REQUIRED WORK ->
Once you have read the records, output them exactly.

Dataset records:

● ● ● ● ● ● ●

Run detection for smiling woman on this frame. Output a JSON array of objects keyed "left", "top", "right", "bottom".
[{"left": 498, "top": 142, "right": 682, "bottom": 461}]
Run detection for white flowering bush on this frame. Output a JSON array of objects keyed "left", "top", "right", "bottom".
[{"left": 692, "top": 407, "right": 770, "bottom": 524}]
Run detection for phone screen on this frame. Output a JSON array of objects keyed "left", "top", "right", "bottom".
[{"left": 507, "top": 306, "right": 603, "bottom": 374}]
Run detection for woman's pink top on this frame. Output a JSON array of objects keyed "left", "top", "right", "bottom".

● ● ● ● ● ● ●

OUTPUT ->
Run detection for smiling woman on this frame. Output a JSON array of objects keyed "left", "top", "right", "bottom".
[{"left": 498, "top": 142, "right": 682, "bottom": 461}]
Run detection for white flowering bush on this frame. Output a JSON array of objects keyed "left", "top", "right", "bottom".
[{"left": 692, "top": 407, "right": 770, "bottom": 524}]
Run detection for phone screen on this frame. Output a JSON array of objects keyed "left", "top", "right", "bottom".
[{"left": 507, "top": 306, "right": 603, "bottom": 374}]
Run detection for woman's pink top on this frame. Output a JSON array of objects keyed "left", "top", "right", "bottom".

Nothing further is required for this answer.